RECORDS ▸
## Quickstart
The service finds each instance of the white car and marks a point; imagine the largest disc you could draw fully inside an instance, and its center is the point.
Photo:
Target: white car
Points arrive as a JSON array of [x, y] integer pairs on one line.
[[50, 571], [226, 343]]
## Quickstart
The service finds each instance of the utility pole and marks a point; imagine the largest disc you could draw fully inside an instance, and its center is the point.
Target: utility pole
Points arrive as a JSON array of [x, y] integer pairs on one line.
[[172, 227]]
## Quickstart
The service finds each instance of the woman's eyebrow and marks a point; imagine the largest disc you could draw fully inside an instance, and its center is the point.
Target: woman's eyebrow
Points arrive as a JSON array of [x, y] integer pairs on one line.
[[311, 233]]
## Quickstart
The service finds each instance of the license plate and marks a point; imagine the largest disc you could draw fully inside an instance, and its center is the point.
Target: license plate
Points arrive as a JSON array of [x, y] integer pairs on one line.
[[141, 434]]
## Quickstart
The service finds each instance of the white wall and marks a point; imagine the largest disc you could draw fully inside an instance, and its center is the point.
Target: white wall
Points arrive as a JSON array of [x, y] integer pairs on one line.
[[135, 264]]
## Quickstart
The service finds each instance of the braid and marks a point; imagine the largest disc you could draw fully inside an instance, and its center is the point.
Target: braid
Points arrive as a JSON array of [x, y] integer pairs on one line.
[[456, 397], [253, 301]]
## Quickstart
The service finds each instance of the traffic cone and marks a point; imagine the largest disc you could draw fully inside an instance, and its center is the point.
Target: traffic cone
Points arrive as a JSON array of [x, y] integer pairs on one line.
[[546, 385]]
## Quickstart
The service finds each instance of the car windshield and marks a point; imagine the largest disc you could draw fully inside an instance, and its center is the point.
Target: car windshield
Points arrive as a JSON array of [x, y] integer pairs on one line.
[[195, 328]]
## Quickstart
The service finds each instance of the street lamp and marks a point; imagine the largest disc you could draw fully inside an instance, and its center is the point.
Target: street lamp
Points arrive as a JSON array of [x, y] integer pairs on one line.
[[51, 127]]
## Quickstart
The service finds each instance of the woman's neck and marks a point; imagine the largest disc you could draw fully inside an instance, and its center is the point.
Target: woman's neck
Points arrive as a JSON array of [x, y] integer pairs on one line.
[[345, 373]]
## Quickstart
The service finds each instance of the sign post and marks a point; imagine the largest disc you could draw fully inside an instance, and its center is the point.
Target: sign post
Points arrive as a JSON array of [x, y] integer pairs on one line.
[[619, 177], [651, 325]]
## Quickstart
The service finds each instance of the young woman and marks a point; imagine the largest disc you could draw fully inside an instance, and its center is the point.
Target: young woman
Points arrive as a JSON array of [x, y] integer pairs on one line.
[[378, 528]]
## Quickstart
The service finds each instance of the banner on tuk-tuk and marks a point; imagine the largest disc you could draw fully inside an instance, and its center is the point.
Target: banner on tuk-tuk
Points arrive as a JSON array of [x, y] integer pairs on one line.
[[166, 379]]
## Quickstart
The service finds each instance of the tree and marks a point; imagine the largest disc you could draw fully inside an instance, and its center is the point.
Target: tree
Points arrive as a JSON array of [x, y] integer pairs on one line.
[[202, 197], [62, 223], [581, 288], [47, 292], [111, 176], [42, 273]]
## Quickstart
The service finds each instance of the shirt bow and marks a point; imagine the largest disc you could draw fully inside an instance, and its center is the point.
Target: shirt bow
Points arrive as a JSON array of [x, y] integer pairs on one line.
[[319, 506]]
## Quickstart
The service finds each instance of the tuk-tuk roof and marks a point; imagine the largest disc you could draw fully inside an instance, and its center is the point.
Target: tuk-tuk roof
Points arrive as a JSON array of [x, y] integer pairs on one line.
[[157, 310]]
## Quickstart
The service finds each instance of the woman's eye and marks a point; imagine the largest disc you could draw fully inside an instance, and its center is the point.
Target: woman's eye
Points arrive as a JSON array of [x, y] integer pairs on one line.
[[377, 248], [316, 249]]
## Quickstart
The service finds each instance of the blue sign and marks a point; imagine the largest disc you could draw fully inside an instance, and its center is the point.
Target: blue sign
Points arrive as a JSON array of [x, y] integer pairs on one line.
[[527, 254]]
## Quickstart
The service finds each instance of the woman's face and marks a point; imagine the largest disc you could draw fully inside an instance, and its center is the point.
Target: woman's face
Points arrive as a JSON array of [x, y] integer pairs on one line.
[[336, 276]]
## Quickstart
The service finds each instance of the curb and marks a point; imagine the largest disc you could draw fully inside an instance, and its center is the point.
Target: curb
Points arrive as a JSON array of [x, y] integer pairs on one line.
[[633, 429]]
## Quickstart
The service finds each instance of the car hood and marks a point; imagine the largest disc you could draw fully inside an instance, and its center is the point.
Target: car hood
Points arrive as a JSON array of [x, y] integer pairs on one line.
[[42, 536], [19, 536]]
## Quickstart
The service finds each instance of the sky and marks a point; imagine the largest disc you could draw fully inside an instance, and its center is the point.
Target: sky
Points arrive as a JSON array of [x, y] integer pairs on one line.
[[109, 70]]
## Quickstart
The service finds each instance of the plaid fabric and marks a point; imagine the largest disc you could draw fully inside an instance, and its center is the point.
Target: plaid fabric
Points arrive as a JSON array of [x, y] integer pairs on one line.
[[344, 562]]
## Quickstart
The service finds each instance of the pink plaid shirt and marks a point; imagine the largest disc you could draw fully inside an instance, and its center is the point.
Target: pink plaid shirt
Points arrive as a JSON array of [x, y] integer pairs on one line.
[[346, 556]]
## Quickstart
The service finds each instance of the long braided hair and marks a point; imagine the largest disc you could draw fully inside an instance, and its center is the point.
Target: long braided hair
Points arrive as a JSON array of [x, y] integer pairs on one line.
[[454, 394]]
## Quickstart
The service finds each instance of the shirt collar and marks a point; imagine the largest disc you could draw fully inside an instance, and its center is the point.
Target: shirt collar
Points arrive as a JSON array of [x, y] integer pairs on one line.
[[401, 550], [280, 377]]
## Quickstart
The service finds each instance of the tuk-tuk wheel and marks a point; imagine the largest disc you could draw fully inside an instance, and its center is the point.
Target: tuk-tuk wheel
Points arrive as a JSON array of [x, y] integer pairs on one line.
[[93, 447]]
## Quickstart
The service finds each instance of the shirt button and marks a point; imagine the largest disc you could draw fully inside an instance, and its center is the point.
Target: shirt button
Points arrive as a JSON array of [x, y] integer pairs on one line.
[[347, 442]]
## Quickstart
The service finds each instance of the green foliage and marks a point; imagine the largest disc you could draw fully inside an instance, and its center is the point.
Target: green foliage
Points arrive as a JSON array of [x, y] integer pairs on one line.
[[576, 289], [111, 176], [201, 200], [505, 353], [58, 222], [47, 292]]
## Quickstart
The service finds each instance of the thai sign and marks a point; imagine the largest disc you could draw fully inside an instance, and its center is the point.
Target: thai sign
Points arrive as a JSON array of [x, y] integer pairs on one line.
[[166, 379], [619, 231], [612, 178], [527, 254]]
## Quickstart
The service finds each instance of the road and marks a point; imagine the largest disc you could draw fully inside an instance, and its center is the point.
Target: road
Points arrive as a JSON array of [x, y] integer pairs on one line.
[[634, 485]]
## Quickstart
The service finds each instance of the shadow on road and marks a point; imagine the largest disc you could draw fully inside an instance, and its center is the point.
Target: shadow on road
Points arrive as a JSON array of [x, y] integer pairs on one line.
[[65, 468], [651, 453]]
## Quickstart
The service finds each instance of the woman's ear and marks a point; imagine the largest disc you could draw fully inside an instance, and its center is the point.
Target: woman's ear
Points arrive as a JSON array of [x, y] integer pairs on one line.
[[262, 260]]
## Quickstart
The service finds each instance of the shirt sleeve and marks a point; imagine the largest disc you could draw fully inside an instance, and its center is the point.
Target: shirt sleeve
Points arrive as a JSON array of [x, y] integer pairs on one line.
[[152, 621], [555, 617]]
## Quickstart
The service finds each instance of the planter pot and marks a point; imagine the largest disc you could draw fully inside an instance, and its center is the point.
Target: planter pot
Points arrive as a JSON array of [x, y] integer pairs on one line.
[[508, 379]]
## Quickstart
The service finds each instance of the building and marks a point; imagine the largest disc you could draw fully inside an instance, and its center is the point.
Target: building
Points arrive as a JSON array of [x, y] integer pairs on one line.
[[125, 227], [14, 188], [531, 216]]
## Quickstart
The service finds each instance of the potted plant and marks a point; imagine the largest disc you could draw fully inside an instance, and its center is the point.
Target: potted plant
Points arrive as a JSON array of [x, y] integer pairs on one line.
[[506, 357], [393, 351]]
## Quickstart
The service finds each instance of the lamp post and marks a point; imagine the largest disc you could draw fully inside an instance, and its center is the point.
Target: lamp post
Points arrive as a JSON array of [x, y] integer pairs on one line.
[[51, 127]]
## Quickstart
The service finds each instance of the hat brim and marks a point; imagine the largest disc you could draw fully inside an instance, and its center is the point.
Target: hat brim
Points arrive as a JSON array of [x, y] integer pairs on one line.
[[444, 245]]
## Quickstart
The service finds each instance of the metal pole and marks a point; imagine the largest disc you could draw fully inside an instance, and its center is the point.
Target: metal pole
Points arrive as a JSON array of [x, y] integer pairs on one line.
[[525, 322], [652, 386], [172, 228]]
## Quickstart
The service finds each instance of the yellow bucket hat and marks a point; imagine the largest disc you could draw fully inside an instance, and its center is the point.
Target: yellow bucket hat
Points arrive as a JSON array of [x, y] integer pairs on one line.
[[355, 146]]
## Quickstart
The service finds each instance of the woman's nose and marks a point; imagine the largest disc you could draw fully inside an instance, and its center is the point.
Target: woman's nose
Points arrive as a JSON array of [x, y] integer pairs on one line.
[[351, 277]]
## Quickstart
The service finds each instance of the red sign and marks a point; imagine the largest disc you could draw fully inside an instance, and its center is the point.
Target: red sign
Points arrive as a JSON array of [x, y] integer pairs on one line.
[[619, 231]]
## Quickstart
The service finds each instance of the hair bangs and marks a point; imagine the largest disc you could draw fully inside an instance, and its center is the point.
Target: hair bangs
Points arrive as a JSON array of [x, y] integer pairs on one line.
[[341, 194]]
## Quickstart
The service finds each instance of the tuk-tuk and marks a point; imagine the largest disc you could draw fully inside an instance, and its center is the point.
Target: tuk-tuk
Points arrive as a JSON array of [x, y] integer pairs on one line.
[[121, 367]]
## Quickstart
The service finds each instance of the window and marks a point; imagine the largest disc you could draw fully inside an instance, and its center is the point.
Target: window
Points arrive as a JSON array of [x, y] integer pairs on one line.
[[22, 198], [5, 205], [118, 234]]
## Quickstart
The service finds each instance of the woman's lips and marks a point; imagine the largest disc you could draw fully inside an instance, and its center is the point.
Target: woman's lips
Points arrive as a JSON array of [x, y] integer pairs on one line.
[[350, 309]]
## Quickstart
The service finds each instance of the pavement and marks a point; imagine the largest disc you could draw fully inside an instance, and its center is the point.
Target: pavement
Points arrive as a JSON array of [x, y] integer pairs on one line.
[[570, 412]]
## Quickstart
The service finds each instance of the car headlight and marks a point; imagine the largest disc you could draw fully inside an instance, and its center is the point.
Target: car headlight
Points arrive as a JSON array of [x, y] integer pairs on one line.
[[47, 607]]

REQUIRED WORK ▸
Present the stretch of the material above from its first line through the line containing "[[311, 233]]" as a numbered list, one line per item with blank lines omitted. Include nothing past that line.

FINAL ANSWER ▸
1. ## Quickstart
2. The service finds each instance of the white car and marks a point; imagine the largest disc you could draw fully inside an instance, and its center is the point.
3. Photo:
4. Target: white car
5. Points arrive as a JSON array of [x, y] integer pairs on one line.
6. [[50, 571], [226, 343]]
7. ## Quickstart
8. The service finds each instance of the utility pole and marks a point; imagine the largest disc you could draw fully inside an instance, and its center is the point.
9. Target: utility pole
10. Points arrive as a JSON array of [x, y] integer pairs on one line.
11. [[172, 227]]
12. ## Quickstart
13. The service finds each instance of the woman's eyebrow and marks a point; imagine the largest disc you could draw fully inside an instance, and its center is the point.
14. Target: woman's eyebrow
15. Points arrive as a JSON array of [x, y] integer pairs on one line.
16. [[311, 233]]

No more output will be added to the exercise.